Stored data entries:
* * * *

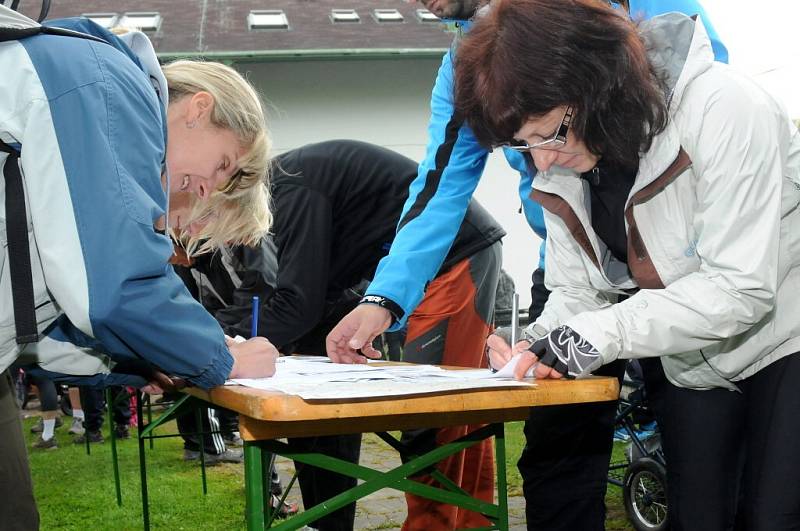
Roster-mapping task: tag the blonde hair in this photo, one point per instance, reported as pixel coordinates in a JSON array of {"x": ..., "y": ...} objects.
[
  {"x": 226, "y": 221},
  {"x": 239, "y": 212}
]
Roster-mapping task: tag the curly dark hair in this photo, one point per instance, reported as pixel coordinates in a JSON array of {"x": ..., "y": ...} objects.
[{"x": 524, "y": 58}]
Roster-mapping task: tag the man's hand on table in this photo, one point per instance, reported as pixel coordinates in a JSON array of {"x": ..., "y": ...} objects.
[
  {"x": 500, "y": 352},
  {"x": 254, "y": 358},
  {"x": 351, "y": 339}
]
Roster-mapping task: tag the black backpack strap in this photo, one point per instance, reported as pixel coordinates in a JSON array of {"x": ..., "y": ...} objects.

* * * *

→ Task requirements: Repeat the records above word for word, keeping no pictures in the copy.

→ Response below:
Roster-mapping task: tag the blonde hair in this photo, one point per instance, reported as pixel coordinates in a JSON array of {"x": ..., "y": ...} objects.
[
  {"x": 226, "y": 221},
  {"x": 239, "y": 212}
]
Roster-mapping task: tag the curly dark hair in this photo, one point per instance, reported as pixel coordinates in a JSON array of {"x": ..., "y": ...} objects.
[{"x": 524, "y": 58}]
Roster-mapping task: tag the man's hand on table in this photo, one point per instance, reported as pixel coordinates in a JSON array of {"x": ..., "y": ...} objects.
[
  {"x": 500, "y": 352},
  {"x": 254, "y": 358},
  {"x": 351, "y": 339}
]
Roster-mapping task: tag the black backpack strap in this photo, one point per instance, reported as pixel coordinates in a JSON array of {"x": ..., "y": ...} objects.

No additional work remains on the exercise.